[Coordinate annotation entries]
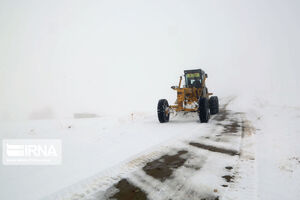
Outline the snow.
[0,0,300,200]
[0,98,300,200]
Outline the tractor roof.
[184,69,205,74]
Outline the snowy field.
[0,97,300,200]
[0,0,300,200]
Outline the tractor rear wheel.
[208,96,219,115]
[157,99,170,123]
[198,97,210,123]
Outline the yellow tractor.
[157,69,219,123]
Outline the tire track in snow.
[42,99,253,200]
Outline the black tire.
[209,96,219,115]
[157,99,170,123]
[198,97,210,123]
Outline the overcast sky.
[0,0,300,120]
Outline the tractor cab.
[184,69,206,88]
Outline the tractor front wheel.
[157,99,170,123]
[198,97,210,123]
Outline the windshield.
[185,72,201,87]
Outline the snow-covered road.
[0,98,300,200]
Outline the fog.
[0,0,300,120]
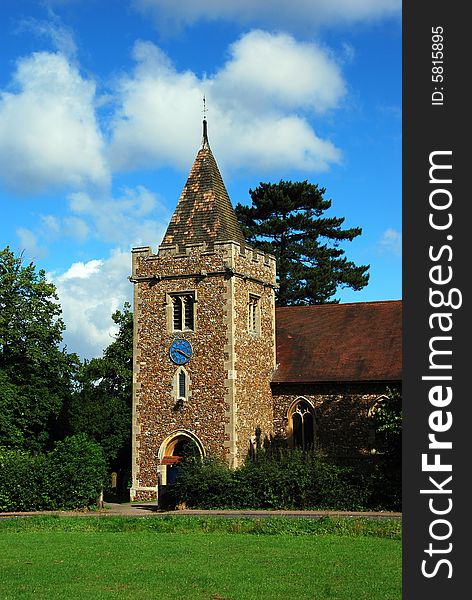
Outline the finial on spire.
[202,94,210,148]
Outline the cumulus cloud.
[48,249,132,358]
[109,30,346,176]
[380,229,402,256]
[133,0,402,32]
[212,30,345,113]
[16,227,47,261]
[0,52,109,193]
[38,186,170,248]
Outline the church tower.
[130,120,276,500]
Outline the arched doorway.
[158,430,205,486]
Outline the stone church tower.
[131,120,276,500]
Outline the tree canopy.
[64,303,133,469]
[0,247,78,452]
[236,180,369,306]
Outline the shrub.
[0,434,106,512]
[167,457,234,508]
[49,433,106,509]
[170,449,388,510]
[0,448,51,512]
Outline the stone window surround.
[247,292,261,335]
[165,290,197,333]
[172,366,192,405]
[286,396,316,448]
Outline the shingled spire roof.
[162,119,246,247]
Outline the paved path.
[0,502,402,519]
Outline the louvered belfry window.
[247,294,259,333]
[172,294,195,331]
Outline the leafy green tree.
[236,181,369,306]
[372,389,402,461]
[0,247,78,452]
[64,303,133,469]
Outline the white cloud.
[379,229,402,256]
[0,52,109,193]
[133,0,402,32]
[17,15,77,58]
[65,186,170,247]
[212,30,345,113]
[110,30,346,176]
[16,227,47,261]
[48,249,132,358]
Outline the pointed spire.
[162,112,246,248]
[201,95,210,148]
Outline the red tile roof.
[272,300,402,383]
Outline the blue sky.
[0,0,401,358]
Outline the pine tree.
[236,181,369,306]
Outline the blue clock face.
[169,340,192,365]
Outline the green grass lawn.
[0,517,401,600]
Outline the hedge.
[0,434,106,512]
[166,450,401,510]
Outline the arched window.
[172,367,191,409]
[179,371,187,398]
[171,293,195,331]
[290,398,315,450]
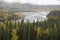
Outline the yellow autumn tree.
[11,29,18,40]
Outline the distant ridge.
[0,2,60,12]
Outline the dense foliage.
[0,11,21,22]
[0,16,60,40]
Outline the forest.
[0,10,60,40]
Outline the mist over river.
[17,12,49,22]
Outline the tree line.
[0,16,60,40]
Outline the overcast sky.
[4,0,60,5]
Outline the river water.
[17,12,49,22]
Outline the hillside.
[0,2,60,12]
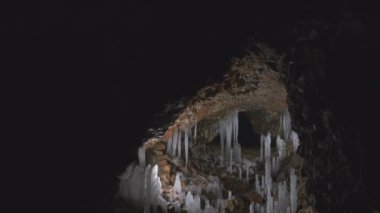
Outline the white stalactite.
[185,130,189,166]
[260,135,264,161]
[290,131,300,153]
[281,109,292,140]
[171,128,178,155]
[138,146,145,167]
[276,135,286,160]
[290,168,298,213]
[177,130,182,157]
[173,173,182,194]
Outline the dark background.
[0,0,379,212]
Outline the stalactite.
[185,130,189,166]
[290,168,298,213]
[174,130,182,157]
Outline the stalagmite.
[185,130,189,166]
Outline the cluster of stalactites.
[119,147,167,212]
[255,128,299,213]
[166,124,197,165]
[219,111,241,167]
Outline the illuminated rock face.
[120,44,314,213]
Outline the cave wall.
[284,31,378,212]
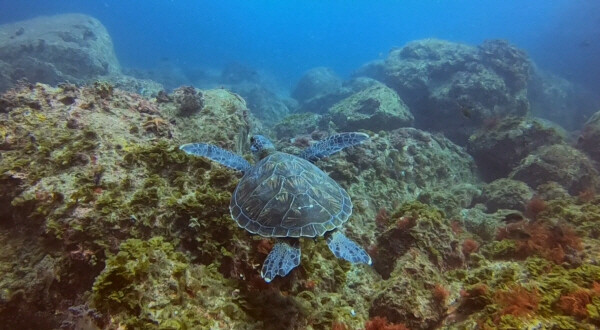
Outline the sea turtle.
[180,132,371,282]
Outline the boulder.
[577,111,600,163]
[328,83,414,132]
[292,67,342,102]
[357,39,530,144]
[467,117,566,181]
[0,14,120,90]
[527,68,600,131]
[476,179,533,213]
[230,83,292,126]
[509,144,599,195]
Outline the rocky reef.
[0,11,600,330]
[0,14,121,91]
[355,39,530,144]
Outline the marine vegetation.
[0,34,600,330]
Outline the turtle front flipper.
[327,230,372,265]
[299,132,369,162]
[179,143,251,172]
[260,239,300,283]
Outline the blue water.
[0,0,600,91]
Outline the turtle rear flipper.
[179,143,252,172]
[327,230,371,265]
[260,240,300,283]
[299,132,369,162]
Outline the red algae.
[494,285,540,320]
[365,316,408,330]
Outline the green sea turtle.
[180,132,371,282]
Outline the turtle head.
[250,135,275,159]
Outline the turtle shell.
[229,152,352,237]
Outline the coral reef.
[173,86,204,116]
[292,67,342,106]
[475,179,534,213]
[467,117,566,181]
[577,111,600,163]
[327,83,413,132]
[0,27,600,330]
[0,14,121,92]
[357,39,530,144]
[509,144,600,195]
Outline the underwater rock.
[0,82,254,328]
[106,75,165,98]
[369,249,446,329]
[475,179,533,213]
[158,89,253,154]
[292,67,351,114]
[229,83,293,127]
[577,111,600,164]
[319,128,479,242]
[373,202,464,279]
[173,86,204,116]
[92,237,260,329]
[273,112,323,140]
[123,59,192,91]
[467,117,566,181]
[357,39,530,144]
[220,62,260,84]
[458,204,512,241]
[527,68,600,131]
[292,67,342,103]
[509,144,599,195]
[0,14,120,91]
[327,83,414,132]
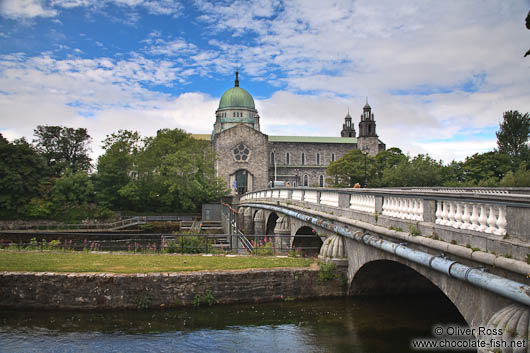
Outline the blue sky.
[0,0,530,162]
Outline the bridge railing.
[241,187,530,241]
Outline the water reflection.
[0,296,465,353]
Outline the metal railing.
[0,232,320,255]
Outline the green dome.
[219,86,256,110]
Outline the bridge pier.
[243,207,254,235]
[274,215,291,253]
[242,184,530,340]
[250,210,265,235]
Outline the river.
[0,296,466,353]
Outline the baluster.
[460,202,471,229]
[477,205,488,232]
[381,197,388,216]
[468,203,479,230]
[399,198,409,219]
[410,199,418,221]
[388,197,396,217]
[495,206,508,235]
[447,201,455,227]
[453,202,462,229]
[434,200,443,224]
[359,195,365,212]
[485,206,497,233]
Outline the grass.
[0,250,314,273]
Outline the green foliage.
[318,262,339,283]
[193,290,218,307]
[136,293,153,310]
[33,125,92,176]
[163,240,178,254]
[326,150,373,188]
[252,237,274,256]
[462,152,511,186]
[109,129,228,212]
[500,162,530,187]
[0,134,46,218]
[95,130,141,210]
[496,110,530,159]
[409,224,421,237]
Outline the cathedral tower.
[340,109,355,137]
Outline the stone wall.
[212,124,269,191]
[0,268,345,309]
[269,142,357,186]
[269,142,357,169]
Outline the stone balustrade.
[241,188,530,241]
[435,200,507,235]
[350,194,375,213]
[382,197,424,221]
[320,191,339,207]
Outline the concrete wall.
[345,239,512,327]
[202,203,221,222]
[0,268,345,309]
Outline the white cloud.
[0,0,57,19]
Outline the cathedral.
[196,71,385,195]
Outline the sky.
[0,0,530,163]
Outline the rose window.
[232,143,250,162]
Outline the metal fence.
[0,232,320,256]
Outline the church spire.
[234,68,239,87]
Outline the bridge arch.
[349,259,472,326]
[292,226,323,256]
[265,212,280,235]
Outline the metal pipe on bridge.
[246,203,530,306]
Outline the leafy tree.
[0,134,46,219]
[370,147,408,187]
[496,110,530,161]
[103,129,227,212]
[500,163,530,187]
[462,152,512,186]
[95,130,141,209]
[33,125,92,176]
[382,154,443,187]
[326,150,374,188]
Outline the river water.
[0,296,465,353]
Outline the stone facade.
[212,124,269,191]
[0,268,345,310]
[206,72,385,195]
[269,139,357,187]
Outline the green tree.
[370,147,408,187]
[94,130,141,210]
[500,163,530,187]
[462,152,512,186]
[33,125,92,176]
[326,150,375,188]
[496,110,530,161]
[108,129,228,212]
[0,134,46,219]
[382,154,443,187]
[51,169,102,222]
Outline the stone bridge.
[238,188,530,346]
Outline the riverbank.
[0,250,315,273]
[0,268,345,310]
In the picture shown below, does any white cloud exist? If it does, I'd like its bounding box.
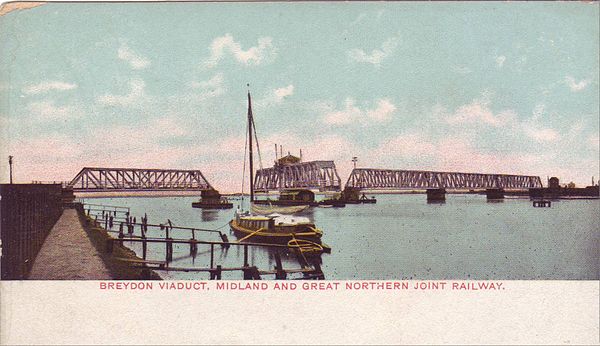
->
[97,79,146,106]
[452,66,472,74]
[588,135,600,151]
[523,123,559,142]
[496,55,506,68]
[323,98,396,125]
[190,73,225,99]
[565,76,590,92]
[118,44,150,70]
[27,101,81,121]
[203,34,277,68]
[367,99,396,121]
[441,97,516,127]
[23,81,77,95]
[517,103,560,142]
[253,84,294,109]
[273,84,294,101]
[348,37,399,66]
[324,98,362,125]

- _Job_
Format the data between the lines holding "Outline the turtle head." and "[509,144,600,195]", inclusive, as a Markdown table with the columns "No." and "Line." Number each row and omit any blank lines.

- _Correct response_
| No. | Line |
|---|---|
| 1 | Outline the turtle head. |
| 2 | [250,135,275,159] |
| 3 | Outline the turtle shell. |
| 4 | [229,152,352,237] |
| 5 | Outline the coral reef. |
| 6 | [173,86,204,116] |
| 7 | [292,67,342,106] |
| 8 | [475,179,534,213] |
| 9 | [467,117,566,181] |
| 10 | [577,111,600,163] |
| 11 | [327,83,413,132] |
| 12 | [0,27,600,330] |
| 13 | [0,14,121,92] |
| 14 | [357,39,530,144] |
| 15 | [509,144,600,195] |